# PROMPT:
The required output is the line that contains "night sky in the photo above" plus every line after it in the listing below, copied exactly as it appears.

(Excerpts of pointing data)
• • •

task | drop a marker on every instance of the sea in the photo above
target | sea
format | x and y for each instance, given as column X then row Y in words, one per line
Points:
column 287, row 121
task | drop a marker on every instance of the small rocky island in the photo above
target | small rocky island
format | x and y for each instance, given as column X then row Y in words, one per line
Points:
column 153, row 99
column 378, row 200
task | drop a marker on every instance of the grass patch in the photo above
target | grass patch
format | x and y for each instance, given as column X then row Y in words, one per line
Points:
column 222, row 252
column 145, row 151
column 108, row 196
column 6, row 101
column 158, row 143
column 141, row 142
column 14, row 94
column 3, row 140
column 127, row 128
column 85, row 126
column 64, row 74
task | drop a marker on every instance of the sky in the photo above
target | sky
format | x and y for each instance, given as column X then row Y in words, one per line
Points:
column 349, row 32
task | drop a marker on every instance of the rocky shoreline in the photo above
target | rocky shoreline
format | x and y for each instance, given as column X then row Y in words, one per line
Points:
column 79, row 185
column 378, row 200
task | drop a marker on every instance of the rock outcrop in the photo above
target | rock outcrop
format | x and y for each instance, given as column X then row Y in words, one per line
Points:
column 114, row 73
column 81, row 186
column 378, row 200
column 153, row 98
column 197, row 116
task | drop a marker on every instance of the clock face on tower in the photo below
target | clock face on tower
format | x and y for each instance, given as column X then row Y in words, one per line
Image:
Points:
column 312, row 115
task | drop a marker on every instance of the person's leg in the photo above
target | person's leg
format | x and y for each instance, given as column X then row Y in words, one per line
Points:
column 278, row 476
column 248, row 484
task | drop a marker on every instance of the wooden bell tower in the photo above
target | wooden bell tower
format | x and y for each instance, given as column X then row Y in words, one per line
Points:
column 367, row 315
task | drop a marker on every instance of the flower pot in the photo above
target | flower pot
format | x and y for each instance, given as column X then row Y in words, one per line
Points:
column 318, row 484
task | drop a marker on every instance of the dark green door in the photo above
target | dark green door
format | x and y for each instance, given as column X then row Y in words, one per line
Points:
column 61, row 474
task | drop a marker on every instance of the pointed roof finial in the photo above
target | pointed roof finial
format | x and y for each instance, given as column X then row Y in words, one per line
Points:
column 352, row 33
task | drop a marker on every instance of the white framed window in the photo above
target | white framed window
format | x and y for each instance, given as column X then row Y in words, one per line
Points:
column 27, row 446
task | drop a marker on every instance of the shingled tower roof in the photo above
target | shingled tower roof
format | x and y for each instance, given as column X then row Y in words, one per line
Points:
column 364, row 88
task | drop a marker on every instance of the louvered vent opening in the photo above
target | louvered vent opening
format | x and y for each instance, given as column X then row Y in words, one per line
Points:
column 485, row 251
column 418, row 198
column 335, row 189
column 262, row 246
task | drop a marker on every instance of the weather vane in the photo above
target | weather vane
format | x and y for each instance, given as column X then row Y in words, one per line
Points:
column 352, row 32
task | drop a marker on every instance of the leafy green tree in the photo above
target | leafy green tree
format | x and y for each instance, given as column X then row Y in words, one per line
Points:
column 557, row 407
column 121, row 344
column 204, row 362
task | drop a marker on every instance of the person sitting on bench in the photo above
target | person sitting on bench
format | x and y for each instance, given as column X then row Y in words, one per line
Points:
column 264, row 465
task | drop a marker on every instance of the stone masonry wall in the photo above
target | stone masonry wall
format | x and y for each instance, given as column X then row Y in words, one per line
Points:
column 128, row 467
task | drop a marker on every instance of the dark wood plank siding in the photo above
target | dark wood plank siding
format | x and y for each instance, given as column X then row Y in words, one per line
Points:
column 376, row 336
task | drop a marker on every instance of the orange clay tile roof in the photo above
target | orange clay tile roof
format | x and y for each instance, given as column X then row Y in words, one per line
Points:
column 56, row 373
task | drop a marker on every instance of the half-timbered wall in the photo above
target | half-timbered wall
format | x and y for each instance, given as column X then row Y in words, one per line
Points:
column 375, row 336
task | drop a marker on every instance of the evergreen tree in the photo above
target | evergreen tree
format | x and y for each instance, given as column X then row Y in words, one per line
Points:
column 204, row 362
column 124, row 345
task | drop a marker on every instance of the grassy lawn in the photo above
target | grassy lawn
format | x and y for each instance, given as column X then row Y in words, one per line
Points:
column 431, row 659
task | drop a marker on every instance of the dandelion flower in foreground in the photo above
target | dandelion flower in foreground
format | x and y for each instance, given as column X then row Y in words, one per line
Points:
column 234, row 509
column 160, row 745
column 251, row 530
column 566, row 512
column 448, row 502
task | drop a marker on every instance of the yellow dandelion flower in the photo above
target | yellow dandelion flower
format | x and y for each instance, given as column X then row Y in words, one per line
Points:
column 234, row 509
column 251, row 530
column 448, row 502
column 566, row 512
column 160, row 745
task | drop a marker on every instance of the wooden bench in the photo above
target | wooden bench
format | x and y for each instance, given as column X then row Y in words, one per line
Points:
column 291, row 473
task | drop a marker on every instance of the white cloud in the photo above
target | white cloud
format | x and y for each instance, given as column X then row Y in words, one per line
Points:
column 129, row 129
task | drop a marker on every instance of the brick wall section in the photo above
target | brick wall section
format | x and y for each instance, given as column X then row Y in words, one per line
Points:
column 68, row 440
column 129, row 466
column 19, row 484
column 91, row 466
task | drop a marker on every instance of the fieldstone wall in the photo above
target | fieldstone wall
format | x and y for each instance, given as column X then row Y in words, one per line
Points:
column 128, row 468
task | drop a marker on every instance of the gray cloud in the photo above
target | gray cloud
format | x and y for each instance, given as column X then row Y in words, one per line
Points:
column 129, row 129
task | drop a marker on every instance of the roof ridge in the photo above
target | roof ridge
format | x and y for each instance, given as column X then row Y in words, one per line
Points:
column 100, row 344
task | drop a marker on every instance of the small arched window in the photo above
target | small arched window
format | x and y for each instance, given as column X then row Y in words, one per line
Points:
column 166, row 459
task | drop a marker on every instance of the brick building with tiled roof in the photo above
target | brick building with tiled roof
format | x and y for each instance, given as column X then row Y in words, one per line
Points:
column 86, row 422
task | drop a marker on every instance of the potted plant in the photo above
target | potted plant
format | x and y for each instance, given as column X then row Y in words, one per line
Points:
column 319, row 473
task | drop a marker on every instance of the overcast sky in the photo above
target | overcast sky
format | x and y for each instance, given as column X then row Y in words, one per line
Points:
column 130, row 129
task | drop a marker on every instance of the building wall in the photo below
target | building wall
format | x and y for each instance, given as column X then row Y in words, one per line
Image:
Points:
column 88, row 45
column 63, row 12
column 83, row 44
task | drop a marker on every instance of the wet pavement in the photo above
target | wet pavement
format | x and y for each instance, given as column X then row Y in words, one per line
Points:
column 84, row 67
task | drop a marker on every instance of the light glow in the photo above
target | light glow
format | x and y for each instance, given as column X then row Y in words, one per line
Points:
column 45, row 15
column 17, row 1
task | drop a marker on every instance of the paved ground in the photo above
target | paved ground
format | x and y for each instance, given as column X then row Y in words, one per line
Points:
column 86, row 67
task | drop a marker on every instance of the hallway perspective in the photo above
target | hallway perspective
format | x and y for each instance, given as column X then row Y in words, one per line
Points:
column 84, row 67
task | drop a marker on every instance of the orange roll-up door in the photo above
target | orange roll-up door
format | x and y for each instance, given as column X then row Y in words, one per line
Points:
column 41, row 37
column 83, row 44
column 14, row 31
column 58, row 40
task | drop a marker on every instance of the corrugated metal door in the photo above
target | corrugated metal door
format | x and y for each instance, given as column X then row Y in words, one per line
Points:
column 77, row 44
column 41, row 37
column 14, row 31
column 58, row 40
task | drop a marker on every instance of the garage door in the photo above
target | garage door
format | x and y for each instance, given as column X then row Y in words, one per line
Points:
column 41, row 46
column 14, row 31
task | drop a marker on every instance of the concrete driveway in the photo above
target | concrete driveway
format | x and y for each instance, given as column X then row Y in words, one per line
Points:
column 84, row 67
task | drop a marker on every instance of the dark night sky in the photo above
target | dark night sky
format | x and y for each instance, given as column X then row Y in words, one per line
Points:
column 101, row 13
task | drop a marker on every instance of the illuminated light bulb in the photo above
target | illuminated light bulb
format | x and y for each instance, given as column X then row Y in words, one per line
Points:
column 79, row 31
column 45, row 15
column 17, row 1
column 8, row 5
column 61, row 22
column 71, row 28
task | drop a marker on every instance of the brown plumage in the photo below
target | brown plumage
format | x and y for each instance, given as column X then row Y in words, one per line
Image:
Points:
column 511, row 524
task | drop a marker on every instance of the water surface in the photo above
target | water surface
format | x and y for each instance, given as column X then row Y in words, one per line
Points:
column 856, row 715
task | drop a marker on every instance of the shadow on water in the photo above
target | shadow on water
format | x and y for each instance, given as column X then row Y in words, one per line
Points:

• • •

# EXERCISE RESULT:
task | drop a marker on every instance of the dark night sky in the photo above
target | dark night sky
format | x and y for each instance, given as column X then row Y in words, one per line
Points:
column 101, row 13
task | drop a marker on every instance of the illuminated light bulb in the photo above
target | illuminated light bulb
format | x and y for each instance, given as column X then row Y in words, one per line
Points:
column 79, row 31
column 45, row 15
column 17, row 1
column 8, row 5
column 61, row 22
column 71, row 28
task | drop a marker on every instance of the brown plumage in the photo below
target | brown plumage
format | x and y for each instance, given as column X then row Y in words, one per line
Image:
Points:
column 511, row 524
task | drop a marker on every instance of the water surface in the photo above
target | water surface
format | x and y for each instance, given as column X then row Y in words, one per line
Points:
column 856, row 715
task | drop a marker on every instance of the shadow on water in the photo above
target | shadow on water
format | x and y for each instance, given as column X then row Y in words, one per line
Points:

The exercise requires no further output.